- _Prompt 1_:
From the thread about BaWaaJige, explain in one to three sentences why the poster hopes to title him in conformation.

- _Page text_:
# BaWaaJige update.



## MY MIKADO (Apr 7, 2006)

Just thought I would give you all an update on BaWaaJige. He is 6 3/4 mos old. His obedience is coming along nicely as is his hunt training. He is doing about 100yd retrieves, 50yd blind retrieves, he is a natural at casting. This friday we start upland training. I need to get some chuckers from a friend so I can practice alot. We have an upland test in feb and I hope to title him that weekend. 4 tests in two days. He has to flush the bird, be steady at hand, deliever the bird to hand and honor another dogs retrieve.



















here he is with Vendetta both are waiting for me to throw their tennis ball( vendetta) and doken duck( BaWaaJige).

Almost forgot he was in another conformation show in Oct and took 2 first place ribbons ( no points he was only 5mos). I would lke to title him in conformation as he would be one of the few field bred goldens to title. The Kennel I got him from has never had a dog go through conforamtion and title I really hope I can make that happen.

Thanks for looking.


----------



## Black Rabbit (Nov 14, 2009)

That's great!! Good luck, although you don't need it. I'm sure he'll do great


----------



## Aireal (Jul 2, 2010)

You know how I feel about this boy!!!


----------



## DMTWI (Nov 2, 2010)

He is getting big! Good job with all the work you're doing with him, very impressive. :thumbsup:


----------



## ames (Jun 6, 2010)

Wow! So great and do happy for you! Beautiful pups! 

Just wondering why does honoring another dogs Retreive entail? Multiple dogs being sent at the same one for one item? How is it done?


----------



## dixieland (Aug 14, 2009)

Congrats on everything with him so far Sharon!I knew you were going to do great things with him.


----------



## MY MIKADO (Apr 7, 2006)

ames said:


> Wow! So great and do happy for you! Beautiful pups!
> 
> Just wondering why does honoring another dogs Retreive entail? Multiple dogs being sent at the same one for one item? How is it done?

Items from a labeling collection:
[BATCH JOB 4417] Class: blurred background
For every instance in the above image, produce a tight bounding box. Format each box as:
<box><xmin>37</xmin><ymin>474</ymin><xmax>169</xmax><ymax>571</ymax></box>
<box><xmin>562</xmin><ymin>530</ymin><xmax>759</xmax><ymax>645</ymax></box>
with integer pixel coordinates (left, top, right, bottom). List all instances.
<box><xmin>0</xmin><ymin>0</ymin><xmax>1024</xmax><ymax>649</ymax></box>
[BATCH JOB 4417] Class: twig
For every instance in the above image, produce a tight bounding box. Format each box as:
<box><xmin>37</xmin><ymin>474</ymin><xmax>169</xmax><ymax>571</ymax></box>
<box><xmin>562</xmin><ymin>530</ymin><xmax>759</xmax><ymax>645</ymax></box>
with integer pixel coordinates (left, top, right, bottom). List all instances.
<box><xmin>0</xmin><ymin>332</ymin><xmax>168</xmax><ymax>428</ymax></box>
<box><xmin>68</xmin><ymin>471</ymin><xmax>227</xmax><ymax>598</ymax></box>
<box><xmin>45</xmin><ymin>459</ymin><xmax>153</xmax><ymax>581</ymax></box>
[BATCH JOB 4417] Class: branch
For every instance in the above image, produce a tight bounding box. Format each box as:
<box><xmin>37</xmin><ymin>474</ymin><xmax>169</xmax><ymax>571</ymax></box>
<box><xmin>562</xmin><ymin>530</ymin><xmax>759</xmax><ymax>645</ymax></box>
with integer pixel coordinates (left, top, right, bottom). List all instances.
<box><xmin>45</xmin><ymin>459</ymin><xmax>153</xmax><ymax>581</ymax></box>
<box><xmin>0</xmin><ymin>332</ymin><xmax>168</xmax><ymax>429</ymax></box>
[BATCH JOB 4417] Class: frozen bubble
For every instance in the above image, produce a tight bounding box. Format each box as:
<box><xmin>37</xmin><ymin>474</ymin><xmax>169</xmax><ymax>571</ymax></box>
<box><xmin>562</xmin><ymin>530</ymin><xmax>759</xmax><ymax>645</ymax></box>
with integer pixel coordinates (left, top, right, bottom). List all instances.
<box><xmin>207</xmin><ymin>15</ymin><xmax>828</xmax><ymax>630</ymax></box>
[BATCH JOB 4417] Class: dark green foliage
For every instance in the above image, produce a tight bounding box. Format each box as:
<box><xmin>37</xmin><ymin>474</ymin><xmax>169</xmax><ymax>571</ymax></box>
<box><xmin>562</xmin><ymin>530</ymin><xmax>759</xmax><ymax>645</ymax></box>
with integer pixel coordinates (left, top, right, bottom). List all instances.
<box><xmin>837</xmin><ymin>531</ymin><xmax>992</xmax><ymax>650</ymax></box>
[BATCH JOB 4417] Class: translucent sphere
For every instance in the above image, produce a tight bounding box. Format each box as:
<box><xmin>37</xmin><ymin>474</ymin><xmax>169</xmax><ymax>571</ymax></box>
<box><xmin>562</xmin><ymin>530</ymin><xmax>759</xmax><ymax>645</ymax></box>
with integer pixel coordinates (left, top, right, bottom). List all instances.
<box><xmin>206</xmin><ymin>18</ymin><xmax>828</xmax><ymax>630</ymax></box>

- _Prompt 2_:
Retype the lines of the listing from the one containing "[BATCH JOB 4417] Class: translucent sphere" through the end of the listing, with both ends included.

- _Exercise output 1_:
The poster hopes to title BaWaaJige in conformation because he would be one of the few field-bred goldens to earn that title.

- _Exercise output 2_:
[BATCH JOB 4417] Class: translucent sphere
For every instance in the above image, produce a tight bounding box. Format each box as:
<box><xmin>37</xmin><ymin>474</ymin><xmax>169</xmax><ymax>571</ymax></box>
<box><xmin>562</xmin><ymin>530</ymin><xmax>759</xmax><ymax>645</ymax></box>
with integer pixel coordinates (left, top, right, bottom). List all instances.
<box><xmin>206</xmin><ymin>18</ymin><xmax>828</xmax><ymax>630</ymax></box>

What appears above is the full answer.